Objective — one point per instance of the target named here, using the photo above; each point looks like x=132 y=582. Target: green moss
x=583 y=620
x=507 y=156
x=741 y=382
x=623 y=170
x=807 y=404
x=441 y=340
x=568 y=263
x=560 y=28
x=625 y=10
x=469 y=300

_ _ _

Problem requirements> Set down all of the data above again, exactly.

Solution for this exercise>
Objective — one point per instance of the target named here, using the photo above; each point looks like x=132 y=582. Target: green moss
x=583 y=620
x=507 y=156
x=741 y=382
x=623 y=170
x=807 y=404
x=441 y=340
x=568 y=263
x=560 y=28
x=625 y=10
x=469 y=300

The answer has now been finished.